··· Fragmento proporcionado
¿Hay soluciones progresistas a las exigencias del siglo XXI, genuinas y reales, que no sean sólo retóricas? De no responder la izquierda europea a algunas de las cuestiones que plantea la derecha, ésta capitalizará el descontento popular que atizan los extremistas.

El antiguo Ayuntamiento de Shoreditch se halla en un rincón de East London, la zona este de la capital británica, de tradición obrera y agitada historia política local, hoy convertida en zona de moda para las salidas nocturnas. El pasado marzo se reunió allí una gran convención de entre 50 y 60 representantes de la izquierda democrática europea: los “progresistas”, como se denominan a veces, o los “partidos de centro-izquierda”, etiqueta preferida por los británicos del new labour, coanfitriones del encuentro junto con los socialdemócratas alemanes; el motivo, un diálogo estratégico sobre inmigración, cohesión social y populismo de derechas en Europa, un fenómeno ya no tan novedoso, pero que sólo ahora se han tomado en serio algunas izquierdas.
······
··· Datos en bruto
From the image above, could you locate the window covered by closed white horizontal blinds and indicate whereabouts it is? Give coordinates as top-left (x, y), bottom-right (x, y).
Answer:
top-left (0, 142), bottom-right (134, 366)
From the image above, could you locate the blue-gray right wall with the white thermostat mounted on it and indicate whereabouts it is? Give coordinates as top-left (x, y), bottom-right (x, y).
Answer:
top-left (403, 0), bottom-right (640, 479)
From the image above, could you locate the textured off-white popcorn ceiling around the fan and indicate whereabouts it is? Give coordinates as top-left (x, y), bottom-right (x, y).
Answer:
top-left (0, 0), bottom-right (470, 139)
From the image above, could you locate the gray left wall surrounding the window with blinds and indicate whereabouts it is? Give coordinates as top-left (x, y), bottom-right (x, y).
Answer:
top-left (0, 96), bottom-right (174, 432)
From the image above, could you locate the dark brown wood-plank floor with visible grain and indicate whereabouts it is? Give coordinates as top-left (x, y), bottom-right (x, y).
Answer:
······
■ Consigna ■
Prosigue el texto sobre la convención de la izquierda europea en Shoreditch a partir de su última oración.

■ Resultado del ejercicio ■
Más de uno pensará: “Ya era hora de que se trataran estos asuntos”. Se ha hecho patente lo necesario que es este debate, en vista de la situación de la izquierda en Europa. Quizá por eso en algunos momentos de la reunión de Londres llegaron a coincidir varios ministros, secretarios de Estado y exministros británicos, lo que sólo ocurre en los actos internos de los laboristas en los que participa en persona el maestro Blair. Igual de extraordinario fue que España enviara una delegación de tres miembros y que se implicara activamente en las deliberaciones. La crisis de las izquierdas se manifiesta incluso donde menos visible resulta.

Pero antes de nada vayamos al encuentro de Shoreditch. Como aperitivo, el diputado laborista
local Charles Clarke, que fue ministro de Interior del Ejecutivo de Blair [hasta mayo de 2006], habló a los invitados de otros países de los salvajes años 30 británicos, cuando los ultraderechistas protestaban con violencia contra la llegada al país de inmigrantes judíos. Entre ellos y los extranjeros venidos del continente europeo se producían auténticas batallas campales.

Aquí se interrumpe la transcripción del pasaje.